JUAREZ (William Dieterle, 1939)

Mexico’s fight to be independent of foreign rule in the 1860s provides the meat for the historical epic Juarez (without the accent), a lavish Hollywood production that crowds its scenes with tons of extras and rushes its best shots to get on with the story. Still, the film is a fascinating mix, and one that showcases a brilliant performance by Paul Muni as Benito Juárez, the Zapotec Indian who served two terms as president of Mexico. Eschewing the fussy mannerisms of his (nonetheless magnificent) Emile Zola (1937), Muni here is at his most concentrated and subtly inflected. Giving him a browned complexion and slick black hair, the makeup department has helped transform the actor into a facsimile of Juárez; but it is Muni’s own genius—and Muni (from Austria and, later, the Yiddish stage) is one of the few Hollywood actors to whom one can reasonably attribute genius—that achieves the subject’s craftily ironical nature and, as the VHS jacket puts it, “stoic resolve.” This was Muni’s last year at Warner Bros. before going independent (a move that undid his film career); and with his superlative, heartfelt acting in Edmund Goulding’s We Are Not Alone as well, he went out with a bang.

**Records provided**

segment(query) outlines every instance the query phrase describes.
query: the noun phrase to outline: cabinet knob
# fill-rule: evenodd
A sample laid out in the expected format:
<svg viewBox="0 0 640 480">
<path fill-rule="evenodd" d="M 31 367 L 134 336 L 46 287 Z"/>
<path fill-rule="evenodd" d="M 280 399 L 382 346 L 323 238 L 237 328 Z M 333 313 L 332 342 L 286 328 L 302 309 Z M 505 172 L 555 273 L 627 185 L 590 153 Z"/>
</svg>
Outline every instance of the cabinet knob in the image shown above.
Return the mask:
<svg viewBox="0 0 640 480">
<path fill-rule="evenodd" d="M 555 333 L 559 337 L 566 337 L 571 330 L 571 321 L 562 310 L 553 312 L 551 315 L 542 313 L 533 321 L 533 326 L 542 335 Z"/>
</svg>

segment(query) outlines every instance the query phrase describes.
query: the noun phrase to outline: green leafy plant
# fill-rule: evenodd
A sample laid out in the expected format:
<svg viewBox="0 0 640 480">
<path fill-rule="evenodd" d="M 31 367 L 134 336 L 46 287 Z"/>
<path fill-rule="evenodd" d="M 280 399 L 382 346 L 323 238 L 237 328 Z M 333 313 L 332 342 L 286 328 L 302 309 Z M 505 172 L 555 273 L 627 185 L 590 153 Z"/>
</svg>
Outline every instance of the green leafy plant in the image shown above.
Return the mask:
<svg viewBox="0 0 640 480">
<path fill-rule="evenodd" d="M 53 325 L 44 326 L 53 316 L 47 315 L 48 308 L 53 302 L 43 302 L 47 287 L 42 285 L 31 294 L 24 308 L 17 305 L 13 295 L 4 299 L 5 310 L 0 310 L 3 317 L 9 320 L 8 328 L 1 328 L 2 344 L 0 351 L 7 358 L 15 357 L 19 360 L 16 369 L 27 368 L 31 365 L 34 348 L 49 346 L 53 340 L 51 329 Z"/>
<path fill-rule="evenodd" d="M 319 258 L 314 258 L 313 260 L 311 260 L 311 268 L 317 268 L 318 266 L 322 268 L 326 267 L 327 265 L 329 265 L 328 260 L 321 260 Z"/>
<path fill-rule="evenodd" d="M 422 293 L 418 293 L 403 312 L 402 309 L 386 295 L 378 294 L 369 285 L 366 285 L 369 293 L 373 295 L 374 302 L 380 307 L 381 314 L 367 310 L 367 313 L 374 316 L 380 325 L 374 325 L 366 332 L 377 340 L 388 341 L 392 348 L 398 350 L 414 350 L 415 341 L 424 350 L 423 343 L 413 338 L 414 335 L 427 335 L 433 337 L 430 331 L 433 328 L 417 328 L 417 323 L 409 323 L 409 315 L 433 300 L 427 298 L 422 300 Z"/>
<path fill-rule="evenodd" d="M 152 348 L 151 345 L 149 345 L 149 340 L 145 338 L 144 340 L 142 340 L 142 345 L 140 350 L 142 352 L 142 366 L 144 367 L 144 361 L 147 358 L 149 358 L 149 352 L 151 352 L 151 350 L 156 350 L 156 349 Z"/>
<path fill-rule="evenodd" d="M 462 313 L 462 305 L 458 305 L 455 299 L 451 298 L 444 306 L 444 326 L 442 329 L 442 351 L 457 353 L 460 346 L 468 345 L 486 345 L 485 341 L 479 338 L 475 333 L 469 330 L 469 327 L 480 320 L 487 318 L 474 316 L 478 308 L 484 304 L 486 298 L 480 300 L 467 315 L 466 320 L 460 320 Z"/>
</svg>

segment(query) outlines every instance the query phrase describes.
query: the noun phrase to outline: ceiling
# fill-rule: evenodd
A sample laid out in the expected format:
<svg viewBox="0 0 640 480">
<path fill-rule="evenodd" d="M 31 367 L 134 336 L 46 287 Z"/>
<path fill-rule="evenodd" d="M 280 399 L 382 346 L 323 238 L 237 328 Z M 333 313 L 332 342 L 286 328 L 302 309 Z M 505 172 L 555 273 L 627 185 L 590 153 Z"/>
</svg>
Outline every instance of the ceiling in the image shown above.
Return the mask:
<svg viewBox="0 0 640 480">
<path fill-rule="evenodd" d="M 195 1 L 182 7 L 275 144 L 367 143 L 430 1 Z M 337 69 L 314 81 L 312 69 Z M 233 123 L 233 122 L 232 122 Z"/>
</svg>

**Problems**
a) Count the lines in the records that contain the string "plant", with case counting, and reply with the number alone.
b) Continue the review of the film Juarez from the point where it ends.

**Task responses**
a) 2

b)
     Adolf Hitler’s territorial mischief in Europe at the time of the film gave the film the following: its impetus, its opposition to Maximilian of Habsburg’s rule of Mexico, based on a phony plebiscite and backed by Louis Napoléon’s French troops, and its fierce support of Juárez’s revolutionary drive. The latter’s constitutional democracy, which scatters to the hills upon Maximilian’s arrival, is pitted against Maximilian’s aristocratic monarchy; but the real villain, of course, is Louis Napoléon, who connives to elude the application of the Monroe Doctrine to his appetite for Mexico. “You bourgeois Bonaparte!” Maximilian’s wife, Carlotta, shouts at the little tyrant at his court when he renegs on his treaty and begins withdrawing his army from Mexico, without whose support Maximilian will perish. Audiences in 1939 understood Carlotta’s insult as a knock at Hitler.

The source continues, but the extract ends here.